TRAVAIL À FAIRE:
Recopiez toute la liste ligne par ligne en mettant à l'échelle les coordonnées des cadres qui figurent dans les réponses : multipliez chacune par 1,9 et arrondissez à l'entier, les demis vers le haut. Tous les autres nombres restent inchangés.

DONNÉES FOURNIES:
________________________

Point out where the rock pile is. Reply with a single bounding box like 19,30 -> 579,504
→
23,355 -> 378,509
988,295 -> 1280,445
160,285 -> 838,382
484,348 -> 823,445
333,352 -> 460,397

________________________

RÉPONSE:
Point out where the rock pile is. Reply with a single bounding box like 19,30 -> 579,504
→
44,675 -> 718,967
1877,561 -> 2432,846
304,542 -> 1592,726
920,661 -> 1564,846
633,669 -> 874,754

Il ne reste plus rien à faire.